- **INSTRUÇÃO**:
Por favor, liste cada linha da listagem abaixo que contenha a palavra "facade", copiando-a por inteiro. Diferencie maiúsculas de minúsculas.

- **DADOS A PROCESSAR**:
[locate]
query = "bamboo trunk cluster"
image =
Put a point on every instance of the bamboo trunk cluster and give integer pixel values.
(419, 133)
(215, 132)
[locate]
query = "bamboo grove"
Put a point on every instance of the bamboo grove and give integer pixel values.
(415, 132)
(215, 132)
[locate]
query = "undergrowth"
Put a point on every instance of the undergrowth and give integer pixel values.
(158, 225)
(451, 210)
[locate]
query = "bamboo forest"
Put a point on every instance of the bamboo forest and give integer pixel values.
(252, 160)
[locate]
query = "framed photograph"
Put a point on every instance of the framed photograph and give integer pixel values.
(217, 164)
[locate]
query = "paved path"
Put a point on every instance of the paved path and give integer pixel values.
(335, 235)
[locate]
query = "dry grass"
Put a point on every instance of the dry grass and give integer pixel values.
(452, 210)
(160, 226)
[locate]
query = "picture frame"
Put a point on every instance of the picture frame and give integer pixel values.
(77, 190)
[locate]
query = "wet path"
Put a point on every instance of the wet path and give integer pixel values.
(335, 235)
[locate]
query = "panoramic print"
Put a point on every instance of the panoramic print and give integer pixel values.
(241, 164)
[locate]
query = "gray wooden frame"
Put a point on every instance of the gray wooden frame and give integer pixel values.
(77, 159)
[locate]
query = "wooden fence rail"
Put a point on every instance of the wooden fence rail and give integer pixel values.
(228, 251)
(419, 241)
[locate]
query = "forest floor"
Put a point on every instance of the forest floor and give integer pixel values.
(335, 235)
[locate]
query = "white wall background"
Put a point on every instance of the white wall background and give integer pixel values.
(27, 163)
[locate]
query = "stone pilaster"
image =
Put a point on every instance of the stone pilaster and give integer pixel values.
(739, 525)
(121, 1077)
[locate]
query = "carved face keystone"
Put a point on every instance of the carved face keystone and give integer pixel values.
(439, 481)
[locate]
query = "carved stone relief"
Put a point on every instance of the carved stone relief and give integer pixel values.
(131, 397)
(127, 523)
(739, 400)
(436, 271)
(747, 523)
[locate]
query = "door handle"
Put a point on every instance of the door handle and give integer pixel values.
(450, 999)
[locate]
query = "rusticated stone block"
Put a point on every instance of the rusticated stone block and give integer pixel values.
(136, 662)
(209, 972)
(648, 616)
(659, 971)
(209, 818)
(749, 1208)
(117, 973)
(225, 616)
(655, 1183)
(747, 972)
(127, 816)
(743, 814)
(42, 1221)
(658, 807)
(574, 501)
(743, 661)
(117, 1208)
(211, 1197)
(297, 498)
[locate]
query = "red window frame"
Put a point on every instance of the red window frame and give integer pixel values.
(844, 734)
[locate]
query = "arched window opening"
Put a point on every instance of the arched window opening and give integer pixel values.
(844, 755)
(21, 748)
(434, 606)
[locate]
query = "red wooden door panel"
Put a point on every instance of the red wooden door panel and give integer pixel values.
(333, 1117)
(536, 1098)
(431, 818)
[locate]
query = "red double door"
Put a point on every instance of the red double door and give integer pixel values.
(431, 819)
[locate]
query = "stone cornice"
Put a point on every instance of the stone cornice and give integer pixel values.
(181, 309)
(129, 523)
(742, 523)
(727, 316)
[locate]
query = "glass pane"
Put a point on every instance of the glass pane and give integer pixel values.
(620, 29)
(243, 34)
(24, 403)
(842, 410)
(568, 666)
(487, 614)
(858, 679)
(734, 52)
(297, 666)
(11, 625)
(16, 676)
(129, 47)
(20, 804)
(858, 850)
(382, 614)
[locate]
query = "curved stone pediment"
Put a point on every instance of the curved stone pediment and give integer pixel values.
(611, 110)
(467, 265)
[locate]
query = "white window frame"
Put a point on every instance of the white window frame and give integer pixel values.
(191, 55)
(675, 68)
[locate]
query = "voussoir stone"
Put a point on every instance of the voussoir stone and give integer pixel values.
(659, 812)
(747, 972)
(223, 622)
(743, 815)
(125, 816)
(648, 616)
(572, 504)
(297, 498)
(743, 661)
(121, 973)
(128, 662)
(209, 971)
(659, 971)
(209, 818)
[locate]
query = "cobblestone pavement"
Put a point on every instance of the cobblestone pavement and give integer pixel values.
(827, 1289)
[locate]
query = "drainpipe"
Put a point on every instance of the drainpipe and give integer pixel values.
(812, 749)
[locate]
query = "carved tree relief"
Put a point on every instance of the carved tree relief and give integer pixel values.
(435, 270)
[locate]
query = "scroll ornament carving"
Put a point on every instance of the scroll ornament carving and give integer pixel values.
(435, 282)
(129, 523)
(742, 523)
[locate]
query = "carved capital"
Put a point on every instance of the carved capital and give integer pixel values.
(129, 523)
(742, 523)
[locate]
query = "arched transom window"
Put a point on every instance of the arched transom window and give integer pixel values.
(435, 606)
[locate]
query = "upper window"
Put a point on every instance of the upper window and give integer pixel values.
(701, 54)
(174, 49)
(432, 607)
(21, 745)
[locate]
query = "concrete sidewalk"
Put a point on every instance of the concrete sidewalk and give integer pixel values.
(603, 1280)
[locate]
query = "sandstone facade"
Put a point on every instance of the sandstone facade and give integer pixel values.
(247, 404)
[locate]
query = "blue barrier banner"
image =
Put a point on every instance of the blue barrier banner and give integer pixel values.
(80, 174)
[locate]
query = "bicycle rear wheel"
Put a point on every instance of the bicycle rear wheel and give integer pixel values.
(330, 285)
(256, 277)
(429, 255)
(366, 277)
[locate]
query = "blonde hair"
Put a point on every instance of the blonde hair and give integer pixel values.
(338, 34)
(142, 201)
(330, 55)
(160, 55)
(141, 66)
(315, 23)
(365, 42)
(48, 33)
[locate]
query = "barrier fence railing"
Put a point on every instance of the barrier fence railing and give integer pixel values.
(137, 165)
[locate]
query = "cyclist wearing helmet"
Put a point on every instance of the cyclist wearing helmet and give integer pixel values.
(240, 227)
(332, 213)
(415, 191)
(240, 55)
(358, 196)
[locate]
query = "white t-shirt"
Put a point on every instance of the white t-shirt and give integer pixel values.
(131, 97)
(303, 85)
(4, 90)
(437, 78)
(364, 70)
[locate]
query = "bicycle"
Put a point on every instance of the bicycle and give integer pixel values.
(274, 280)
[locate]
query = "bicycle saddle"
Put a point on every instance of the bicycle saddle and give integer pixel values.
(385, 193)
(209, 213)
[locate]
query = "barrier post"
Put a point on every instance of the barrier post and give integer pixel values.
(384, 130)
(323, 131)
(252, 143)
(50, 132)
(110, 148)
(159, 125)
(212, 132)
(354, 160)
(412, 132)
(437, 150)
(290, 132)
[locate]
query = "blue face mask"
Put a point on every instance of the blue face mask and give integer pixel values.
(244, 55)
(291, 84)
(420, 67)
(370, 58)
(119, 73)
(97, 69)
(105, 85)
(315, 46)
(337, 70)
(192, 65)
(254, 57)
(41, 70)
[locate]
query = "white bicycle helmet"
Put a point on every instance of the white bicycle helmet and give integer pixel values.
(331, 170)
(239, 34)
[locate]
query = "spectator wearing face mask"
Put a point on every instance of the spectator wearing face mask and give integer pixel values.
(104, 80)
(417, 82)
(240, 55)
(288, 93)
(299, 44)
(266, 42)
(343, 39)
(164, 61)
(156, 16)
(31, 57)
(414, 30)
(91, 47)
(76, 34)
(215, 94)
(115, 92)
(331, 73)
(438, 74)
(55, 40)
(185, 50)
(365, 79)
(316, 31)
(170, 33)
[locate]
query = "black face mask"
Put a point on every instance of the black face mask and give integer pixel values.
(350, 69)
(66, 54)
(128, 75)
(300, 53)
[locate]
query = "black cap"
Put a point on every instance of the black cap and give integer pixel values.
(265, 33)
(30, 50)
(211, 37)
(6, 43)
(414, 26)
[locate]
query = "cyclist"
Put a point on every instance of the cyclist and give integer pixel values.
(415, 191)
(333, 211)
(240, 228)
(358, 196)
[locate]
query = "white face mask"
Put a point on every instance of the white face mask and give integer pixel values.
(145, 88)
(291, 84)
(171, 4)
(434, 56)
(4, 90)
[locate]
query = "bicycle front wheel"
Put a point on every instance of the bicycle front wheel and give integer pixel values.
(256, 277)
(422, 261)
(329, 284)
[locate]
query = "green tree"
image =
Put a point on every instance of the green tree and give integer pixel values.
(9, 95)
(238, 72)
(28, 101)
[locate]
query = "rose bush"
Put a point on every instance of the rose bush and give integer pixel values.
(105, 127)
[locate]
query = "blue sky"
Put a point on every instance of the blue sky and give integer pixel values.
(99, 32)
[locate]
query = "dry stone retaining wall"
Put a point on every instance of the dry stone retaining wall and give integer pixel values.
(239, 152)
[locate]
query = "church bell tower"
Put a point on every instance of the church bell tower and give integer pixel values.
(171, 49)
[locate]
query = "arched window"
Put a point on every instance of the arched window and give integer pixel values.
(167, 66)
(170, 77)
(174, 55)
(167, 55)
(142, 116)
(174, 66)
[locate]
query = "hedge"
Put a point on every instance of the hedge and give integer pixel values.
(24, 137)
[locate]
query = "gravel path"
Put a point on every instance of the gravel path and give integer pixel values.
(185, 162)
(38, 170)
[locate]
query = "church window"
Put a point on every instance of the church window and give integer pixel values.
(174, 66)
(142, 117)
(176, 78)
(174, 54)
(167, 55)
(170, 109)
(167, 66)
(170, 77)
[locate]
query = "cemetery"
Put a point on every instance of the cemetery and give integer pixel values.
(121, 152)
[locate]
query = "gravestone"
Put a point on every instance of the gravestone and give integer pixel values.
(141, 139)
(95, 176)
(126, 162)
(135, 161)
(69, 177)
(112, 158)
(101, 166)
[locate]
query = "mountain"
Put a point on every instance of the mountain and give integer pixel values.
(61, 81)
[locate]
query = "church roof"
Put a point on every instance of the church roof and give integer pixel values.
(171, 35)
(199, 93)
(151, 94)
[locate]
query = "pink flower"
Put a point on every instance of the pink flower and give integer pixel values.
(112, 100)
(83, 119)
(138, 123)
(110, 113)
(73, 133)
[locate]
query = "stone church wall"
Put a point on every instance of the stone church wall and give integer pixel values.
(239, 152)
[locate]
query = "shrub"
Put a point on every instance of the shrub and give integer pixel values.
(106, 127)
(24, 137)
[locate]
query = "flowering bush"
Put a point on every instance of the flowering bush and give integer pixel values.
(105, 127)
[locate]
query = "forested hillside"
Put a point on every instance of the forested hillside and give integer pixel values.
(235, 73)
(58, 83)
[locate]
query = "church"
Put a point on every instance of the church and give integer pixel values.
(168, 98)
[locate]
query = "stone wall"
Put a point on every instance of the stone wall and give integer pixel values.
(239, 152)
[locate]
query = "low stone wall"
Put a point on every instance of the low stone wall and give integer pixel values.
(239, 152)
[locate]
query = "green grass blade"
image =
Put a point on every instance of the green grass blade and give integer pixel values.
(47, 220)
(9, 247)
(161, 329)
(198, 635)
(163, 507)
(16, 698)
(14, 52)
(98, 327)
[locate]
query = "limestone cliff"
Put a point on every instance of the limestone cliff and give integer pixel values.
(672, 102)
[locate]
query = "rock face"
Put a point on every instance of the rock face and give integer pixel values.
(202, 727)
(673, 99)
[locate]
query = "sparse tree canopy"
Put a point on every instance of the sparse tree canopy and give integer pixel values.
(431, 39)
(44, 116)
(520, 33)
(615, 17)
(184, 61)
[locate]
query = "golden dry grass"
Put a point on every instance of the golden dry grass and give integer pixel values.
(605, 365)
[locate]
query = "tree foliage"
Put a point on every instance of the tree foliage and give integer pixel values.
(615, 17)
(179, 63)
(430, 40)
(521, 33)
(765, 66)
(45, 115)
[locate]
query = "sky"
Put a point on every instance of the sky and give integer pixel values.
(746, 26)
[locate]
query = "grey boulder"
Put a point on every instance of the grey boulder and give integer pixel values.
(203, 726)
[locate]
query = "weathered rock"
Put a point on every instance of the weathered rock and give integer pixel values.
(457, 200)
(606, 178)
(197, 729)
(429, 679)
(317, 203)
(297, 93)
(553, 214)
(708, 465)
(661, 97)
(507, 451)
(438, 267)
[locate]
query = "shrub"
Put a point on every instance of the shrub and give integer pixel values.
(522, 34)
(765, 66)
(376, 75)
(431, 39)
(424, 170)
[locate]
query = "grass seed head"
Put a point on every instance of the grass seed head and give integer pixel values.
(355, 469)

- **SOLUÇÃO**:
query = "sandstone facade"
Put a point on every instance of the sandstone facade and give integer pixel values.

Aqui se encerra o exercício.